The owner bought the car in 2003 with 30k miles and then covered 40k miles over the following 11 years including all weather driving and track days etc. Mechanically the car wanted for nothing but it was starting to look a little tired so in January it was booked for a full respray and got new callipers, windows, rubbers, lights, spoiler insert, rear bumper, arch liners, heat shields etc etc. All that was left was a 'quick' detail.

You would have thought that fresh paint would be nice and easy to correct.... I also thought this!

I had good intentions of lots of photos and a more in depth video but that quickly went out the window when in the first day I only got 3 panels corrected

The paint didn't look TOO bad after a wash and then a panel wipe with an IPA mix. Just the usual DA sanding marks and rubbing lines but on the whole it was an excellent respray.

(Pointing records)
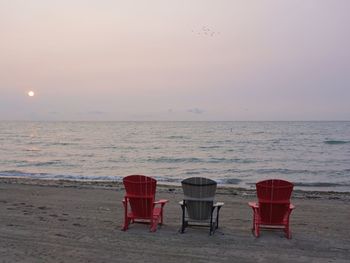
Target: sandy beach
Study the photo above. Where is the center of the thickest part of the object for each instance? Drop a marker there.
(63, 221)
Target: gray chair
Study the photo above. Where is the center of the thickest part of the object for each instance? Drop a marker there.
(198, 207)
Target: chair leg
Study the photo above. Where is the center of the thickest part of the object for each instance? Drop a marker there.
(256, 230)
(126, 224)
(217, 217)
(287, 232)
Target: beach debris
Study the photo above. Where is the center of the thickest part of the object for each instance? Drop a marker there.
(206, 32)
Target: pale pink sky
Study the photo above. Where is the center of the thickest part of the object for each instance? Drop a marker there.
(175, 60)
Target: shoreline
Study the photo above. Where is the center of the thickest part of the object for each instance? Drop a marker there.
(164, 187)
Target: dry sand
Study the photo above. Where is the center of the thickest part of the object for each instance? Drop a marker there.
(46, 221)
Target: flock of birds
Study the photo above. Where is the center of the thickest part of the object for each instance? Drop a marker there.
(206, 31)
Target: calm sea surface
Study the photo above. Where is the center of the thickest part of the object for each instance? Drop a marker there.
(313, 155)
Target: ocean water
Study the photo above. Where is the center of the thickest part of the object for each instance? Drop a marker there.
(313, 155)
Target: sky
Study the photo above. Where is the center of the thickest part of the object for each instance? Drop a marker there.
(162, 60)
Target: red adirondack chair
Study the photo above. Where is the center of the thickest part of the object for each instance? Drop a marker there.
(274, 207)
(140, 199)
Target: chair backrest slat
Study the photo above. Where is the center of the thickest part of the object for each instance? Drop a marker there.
(140, 191)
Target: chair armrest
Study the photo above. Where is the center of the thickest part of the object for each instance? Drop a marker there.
(253, 205)
(218, 204)
(161, 202)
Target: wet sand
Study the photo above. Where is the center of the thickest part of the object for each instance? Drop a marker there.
(62, 221)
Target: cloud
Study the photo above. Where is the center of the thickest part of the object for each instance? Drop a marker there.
(196, 111)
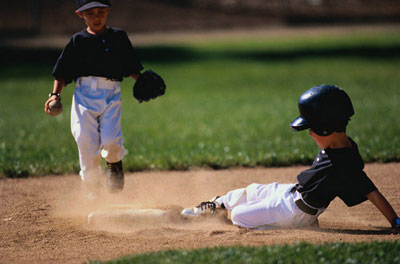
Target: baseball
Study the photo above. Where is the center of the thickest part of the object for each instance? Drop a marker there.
(55, 107)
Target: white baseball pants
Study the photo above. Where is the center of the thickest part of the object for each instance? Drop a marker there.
(263, 206)
(96, 124)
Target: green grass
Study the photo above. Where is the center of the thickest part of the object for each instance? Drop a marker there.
(228, 103)
(340, 253)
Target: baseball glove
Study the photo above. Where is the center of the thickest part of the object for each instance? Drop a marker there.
(148, 86)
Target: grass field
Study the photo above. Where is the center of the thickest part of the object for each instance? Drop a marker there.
(227, 104)
(332, 253)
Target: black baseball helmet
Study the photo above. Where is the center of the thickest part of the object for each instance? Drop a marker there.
(324, 109)
(83, 5)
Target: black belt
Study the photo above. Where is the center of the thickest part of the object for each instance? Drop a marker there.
(302, 206)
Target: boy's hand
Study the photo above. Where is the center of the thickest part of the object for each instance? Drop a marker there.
(53, 105)
(396, 226)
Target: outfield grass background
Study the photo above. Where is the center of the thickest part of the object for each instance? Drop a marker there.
(228, 103)
(332, 253)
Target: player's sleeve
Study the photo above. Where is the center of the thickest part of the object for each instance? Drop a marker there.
(357, 189)
(64, 67)
(131, 62)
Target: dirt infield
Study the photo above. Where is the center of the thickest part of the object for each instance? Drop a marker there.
(44, 220)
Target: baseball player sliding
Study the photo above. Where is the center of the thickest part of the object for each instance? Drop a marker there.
(97, 59)
(337, 171)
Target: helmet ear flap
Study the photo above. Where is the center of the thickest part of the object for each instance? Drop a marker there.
(325, 109)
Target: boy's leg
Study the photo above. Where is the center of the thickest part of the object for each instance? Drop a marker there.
(84, 128)
(268, 205)
(232, 199)
(112, 149)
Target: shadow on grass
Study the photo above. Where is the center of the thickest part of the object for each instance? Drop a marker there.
(46, 58)
(383, 231)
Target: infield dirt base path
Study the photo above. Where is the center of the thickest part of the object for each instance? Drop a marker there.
(44, 220)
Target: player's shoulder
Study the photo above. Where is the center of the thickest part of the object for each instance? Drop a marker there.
(116, 30)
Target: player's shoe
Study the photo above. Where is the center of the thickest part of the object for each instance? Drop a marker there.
(209, 206)
(115, 176)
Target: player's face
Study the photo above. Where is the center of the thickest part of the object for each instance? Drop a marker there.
(95, 18)
(322, 142)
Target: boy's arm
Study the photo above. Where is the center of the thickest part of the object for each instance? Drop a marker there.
(58, 86)
(383, 205)
(135, 75)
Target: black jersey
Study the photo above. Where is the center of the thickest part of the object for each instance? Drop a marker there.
(335, 172)
(108, 55)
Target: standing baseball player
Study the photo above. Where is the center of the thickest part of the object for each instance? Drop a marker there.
(97, 59)
(337, 171)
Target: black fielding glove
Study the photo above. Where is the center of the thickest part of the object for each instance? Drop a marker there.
(148, 86)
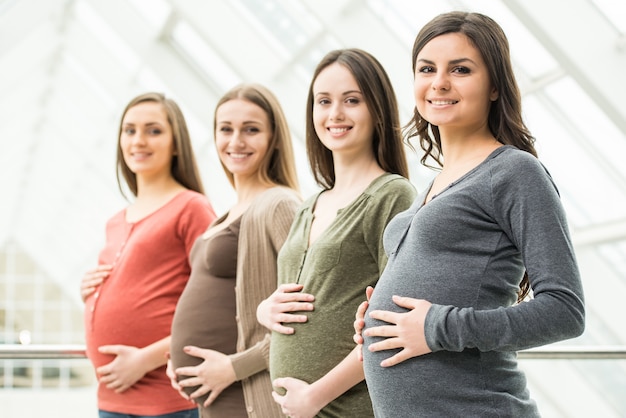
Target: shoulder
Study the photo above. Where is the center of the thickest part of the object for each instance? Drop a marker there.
(512, 160)
(515, 170)
(391, 185)
(274, 202)
(276, 196)
(191, 198)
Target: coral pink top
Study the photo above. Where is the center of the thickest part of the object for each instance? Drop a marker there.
(135, 305)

> [PROBLEMS TO SOLVE]:
1) List every new part the car received along with its respray, as named in the car detailing post.
2) Render this sentence from the car detailing post in Spanish: "The paint didn't look TOO bad after a wash and then a panel wipe with an IPA mix."
3) Carry on the car detailing post from its final sentence.

> [ANSWERS TO THE EXERCISE]:
1)
callipers
windows
rubbers
lights
spoiler insert
rear bumper
arch liners
heat shields

2) La pintura no se veía DEMASIADO mal después de un lavado y luego una limpieza de los paneles con una mezcla de IPA.

3)
Unfortunately this is where the photos stopped as it took about 3 hours to correct each panel. The paint was so hard that menzerna FG400 or 3m Fast Cut Plus XL on either a wool or hard cutting pad barely made any impact. 2-4 hits of this were needed per section followed by 1-2 hits of Menz 106FA to refine were needed. Extremely frustrating and I've never experienced paint quite that hard before but after 32 hours (most of that polishing and working 9am-10pm on day 1, 8am - 11pm on day 2, 7am - 8am on day 3 and returning after another job to finish 3pm-6pm) it finally looked as a freshly painted car should.

All the wheels were removed, deep cleaned in and out with Auto Finesse Iron Out, clayed and machine polished, then IPA wiped and protected with Gtechniq C5. Callipers were also protected with the C5.

The paint was protected with Wolfs Bodyguard sealant

Again sorry for the lack of in depth photos.


















































































































































































There is also a quick walk around video. Change to 1080p for the best viewing.






Thank you for looking.


----------



## georgeandpeppa (May 25, 2009)

That is stunning!! Thanks for posting.


----------



## Steve (Mar 18, 2014)

sweeeet


----------



## tonyy (Jul 26, 2008)

Looks amazing:thumb:


----------



## ted11 (Jul 8, 2011)

One of my all time favorite cars, lovely job.


----------



## Bill58 (Jul 5, 2010)

That looks stunning, great work.


----------



## Reanimation (May 29, 2014)

Nice collectors piece, a credit to the detailing.


----------



## Ravinder (Jul 24, 2009)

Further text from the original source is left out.